_ЗАДАНИЕ_: Обнови отрывок об Андрее Белом: приведи его заново, начав с места, где стоят слова «Однако есть в», и остановившись после слов «глаза, вознесенные горе.». При этом замени «смородинника» на «крыжовника».

***** ОТРЫВОК

Вход/Регистрация
«…Явись, осуществись, Россия!» Андрей Белый в поисках будущего
вернуться

Самарина Марина

Шрифт:

Так, «православный» и «богобоязненный» – определения, которыми рассказчик охотно пользуется для характеристики сельчан, – в контексте повествования оказываются вовсе не связанными с религией, выступая в качестве синонимов к понятию «уважаемый человек». См., например, об Иване Степанове: «Этому не перечь: живо сдерет с тебя шкуру, без штанов по миру пустит, жену обесчестит; а уж красного петуха ожидай; да и роду твоему и племени головушек не сносить; сродственникам, сватьям да зятьям сродственников влетит – и всё тут: богобоязненный мужик…» (47). См. также о дачнике Шмидте: «…и вовсе он православный, только в бога не верит».

Целебеевская церковь превратилась в светское по сути место, в котором следят за модой (вместо прежних «строгих, черных, темных ликов… веселых, улыбчивых святых (помоднее, с манерами) расписали») и можно встретить уважаемых людей. причём степень уважения, оказываемого прихожанам, напрямую связана с их финансовой состоятельностью: по окончании службы, «выйдя с крестом, поп принялся одарять пузатыми просфорами помещицу Уткину, шесть спелых её дочерей и тех из мужиков, кто побогаче да поважнее, у кого поновей зипун да сапоги со скрипом, кто мудростию своего ума сумел сколотить богатые хаты, скопить деньжищ тайной продажей вина, либо мастерскими сделками, – словом, того, чей норов покрупнее да поприжимистее прочих…» (39).

Александр Николаевич, целебеевский дьячок, отзывается о службе совсем по-будничному:

«– Люблю, – восхищается Петр неизвестно чему, – люблю службу…

– Вам-то любить хорошо, а вот нам-то служить каково: потеешь, потеешь…».

Таким образом, православие оказывается приметой народного быта, давним обычаем, который не может сколько-нибудь серьезно повлиять на человека: снова и снова напивается отец Вукол, «перед иконой Царицы Небесной давший зарок – не напиваться» [45] .

45

Однако есть в романе эпизод, который позволяет посмотреть на отца Голокрестовского иначе, без насмешки, – это эпизод пожара:

«В этот миг неожиданно осветился луг, будто вспыхнул, да так, что и стоящим вдали стало жарко, а люди, суетившиеся у огня, с криком бросились прочь, закрывая рукавами закоптелые лица; у смородинника тогда увидали тощенькую фигурку, всю в белом; издали показалась молящаяся фигурка с высоко на огонь воздвигнутым запрестольным крестом; это попик Вукол с развевающимися кудрями вступал теперь в единоборство с огнем Христовой молитвою; его глаза не видели красного ада; Бог весть, что видели эти глаза, вознесенные горе.

**********
***** ВЫДЕРЖКА ИЗ ДАННЫХ

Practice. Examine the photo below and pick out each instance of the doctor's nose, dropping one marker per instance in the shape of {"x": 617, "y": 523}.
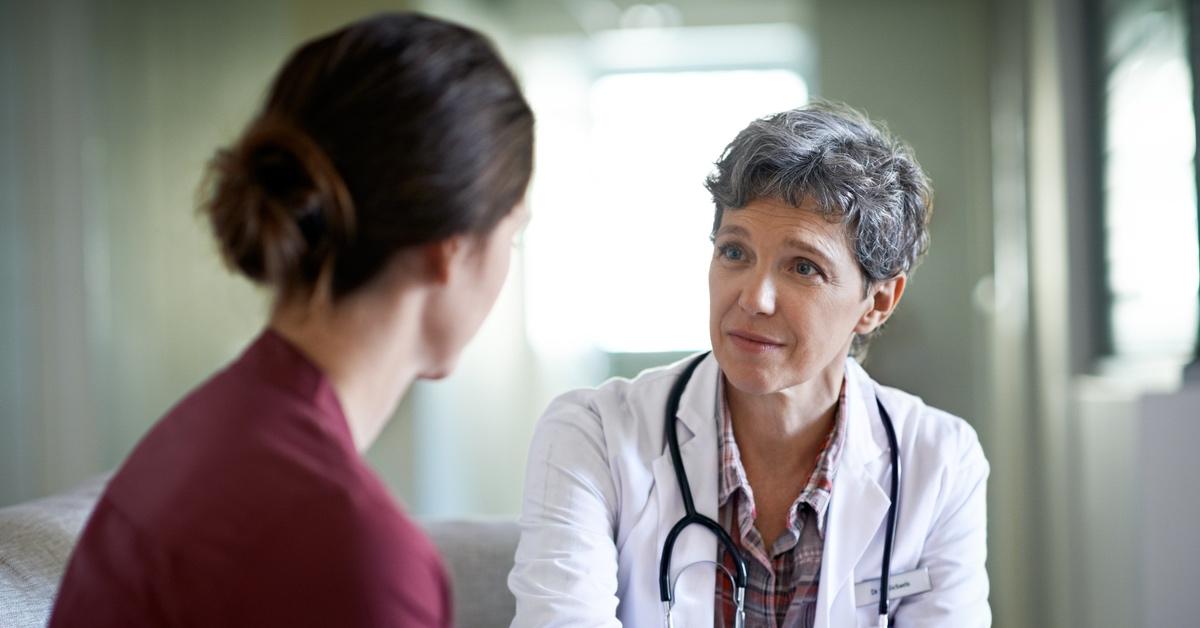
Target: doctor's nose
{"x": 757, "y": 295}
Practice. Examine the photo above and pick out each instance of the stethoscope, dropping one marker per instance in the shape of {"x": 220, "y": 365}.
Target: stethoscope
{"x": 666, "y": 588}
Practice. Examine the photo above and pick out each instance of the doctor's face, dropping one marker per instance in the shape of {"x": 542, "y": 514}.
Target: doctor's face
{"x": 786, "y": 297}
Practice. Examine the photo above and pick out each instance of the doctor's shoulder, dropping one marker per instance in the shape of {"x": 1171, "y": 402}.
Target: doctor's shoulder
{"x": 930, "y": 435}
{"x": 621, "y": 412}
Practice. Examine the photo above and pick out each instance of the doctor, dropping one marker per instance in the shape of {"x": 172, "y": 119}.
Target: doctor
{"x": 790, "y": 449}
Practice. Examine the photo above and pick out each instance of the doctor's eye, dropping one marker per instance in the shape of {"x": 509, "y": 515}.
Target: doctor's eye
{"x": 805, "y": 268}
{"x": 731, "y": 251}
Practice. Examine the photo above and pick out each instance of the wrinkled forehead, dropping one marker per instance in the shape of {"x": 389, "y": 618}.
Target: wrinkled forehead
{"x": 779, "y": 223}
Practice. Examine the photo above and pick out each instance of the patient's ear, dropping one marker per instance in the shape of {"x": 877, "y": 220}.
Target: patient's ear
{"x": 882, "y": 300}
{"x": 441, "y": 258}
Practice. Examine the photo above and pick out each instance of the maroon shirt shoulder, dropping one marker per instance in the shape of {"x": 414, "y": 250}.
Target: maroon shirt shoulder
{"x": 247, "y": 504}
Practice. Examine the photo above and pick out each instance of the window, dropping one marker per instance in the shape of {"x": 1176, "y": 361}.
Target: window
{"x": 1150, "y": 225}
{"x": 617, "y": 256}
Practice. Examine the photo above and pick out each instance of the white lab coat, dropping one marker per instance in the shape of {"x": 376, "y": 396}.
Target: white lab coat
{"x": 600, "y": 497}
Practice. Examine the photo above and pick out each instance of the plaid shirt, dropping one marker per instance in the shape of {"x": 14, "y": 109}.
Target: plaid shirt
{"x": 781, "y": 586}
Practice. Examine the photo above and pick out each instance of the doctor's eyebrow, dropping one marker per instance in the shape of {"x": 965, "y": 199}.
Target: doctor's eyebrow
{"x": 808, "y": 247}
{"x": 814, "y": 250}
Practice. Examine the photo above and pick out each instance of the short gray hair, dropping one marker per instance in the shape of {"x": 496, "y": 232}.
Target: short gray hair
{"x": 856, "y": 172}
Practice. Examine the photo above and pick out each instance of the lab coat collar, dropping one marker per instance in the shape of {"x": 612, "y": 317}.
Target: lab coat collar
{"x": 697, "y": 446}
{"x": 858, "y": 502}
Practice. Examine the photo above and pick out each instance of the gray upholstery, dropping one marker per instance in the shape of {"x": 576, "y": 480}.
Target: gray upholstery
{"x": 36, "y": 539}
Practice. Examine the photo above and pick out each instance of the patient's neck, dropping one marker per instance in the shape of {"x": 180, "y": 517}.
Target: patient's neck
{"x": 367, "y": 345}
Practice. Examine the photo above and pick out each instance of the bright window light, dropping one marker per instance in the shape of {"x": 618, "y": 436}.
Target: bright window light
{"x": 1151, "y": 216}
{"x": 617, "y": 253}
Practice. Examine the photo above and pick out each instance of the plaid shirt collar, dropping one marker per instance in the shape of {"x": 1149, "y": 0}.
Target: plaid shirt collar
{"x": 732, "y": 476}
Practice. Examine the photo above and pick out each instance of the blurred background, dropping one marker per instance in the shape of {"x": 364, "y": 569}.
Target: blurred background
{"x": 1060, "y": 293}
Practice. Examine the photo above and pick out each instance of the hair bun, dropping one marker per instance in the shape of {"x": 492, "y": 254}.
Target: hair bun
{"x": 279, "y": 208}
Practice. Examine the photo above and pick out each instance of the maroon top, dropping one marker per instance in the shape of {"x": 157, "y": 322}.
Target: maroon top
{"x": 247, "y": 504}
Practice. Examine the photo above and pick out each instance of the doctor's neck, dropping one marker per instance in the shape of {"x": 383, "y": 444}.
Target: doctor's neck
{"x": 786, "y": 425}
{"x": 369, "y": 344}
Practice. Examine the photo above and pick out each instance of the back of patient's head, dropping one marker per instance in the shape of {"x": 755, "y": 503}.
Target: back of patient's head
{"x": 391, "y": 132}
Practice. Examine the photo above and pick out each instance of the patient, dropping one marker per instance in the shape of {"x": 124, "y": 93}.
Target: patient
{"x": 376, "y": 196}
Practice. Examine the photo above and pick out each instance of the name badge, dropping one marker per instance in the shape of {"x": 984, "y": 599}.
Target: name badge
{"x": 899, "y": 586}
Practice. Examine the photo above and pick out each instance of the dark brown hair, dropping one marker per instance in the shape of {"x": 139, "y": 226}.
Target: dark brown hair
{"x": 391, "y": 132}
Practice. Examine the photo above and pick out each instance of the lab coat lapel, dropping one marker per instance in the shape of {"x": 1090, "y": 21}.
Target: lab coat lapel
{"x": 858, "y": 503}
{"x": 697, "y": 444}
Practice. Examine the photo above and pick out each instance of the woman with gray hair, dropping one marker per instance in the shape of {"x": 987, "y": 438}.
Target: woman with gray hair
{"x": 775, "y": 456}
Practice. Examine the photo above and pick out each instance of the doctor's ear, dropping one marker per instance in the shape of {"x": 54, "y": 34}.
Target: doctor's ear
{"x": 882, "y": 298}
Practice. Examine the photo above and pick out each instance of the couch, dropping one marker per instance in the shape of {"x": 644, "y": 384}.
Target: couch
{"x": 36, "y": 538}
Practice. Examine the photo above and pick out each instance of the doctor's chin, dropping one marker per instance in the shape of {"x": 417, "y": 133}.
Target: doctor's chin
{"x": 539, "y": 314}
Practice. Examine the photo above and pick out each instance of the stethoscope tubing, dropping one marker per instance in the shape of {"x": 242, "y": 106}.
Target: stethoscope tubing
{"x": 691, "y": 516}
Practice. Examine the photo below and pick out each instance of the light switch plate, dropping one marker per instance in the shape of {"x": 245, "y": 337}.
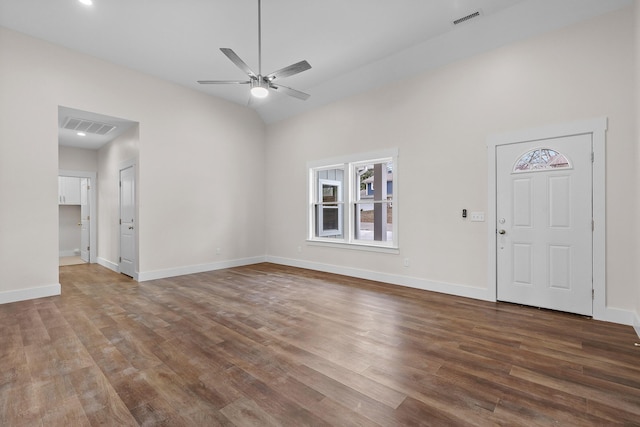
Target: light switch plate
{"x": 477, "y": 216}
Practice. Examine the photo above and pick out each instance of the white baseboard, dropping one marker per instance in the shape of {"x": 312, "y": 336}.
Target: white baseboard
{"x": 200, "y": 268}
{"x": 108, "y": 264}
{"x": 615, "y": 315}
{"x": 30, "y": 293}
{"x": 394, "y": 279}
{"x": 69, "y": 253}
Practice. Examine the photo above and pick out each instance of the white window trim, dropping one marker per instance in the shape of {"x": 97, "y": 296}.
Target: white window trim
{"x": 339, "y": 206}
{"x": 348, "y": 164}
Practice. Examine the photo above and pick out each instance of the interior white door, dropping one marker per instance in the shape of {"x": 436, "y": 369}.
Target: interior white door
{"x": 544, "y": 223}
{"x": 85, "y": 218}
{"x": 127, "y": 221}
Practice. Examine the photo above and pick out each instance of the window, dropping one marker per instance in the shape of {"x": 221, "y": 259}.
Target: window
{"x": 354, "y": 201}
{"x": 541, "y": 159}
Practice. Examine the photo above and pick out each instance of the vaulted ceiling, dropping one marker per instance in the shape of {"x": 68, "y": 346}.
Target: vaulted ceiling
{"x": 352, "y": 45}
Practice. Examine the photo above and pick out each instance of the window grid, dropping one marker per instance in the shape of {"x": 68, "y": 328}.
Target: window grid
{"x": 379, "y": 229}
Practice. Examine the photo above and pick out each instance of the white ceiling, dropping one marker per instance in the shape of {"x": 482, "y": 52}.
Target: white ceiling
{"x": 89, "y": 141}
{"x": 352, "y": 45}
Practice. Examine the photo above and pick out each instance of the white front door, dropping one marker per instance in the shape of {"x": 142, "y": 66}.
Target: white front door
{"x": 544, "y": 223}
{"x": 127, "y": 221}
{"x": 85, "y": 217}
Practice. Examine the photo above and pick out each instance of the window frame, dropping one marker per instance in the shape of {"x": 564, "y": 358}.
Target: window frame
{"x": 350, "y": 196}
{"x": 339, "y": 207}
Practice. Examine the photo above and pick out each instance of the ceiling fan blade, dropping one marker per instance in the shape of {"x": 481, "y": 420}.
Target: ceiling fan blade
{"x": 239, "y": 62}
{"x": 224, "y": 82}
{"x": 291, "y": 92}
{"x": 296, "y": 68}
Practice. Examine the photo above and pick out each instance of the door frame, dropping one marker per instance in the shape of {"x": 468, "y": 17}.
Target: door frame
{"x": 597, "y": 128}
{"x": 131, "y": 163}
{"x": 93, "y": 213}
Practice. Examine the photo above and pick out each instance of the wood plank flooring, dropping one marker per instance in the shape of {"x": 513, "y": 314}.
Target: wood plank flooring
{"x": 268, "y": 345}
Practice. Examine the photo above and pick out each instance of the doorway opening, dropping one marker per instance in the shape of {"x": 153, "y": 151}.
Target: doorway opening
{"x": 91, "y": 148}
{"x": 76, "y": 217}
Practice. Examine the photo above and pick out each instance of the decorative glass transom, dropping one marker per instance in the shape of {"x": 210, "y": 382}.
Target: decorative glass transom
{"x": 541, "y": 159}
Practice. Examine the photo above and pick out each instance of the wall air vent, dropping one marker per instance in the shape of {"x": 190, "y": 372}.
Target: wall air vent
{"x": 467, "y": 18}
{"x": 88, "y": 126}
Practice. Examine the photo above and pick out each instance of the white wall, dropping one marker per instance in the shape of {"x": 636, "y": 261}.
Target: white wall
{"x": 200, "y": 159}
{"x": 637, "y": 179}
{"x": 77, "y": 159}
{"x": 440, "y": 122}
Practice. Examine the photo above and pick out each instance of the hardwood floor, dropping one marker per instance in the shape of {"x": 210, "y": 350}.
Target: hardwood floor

**********

_РЕЗУЛЬТАТ_:
Однако есть в романе эпизод, который позволяет посмотреть на отца Голокрестовского иначе, без насмешки, – это эпизод пожара:

«В этот миг неожиданно осветился луг, будто вспыхнул, да так, что и стоящим вдали стало жарко, а люди, суетившиеся у огня, с криком бросились прочь, закрывая рукавами закоптелые лица; у крыжовника тогда увидали тощенькую фигурку, всю в белом; издали показалась молящаяся фигурка с высоко на огонь воздвигнутым запрестольным крестом; это попик Вукол с развевающимися кудрями вступал теперь в единоборство с огнем Христовой молитвою; его глаза не видели красного ада; Бог весть, что видели эти глаза, вознесенные горе.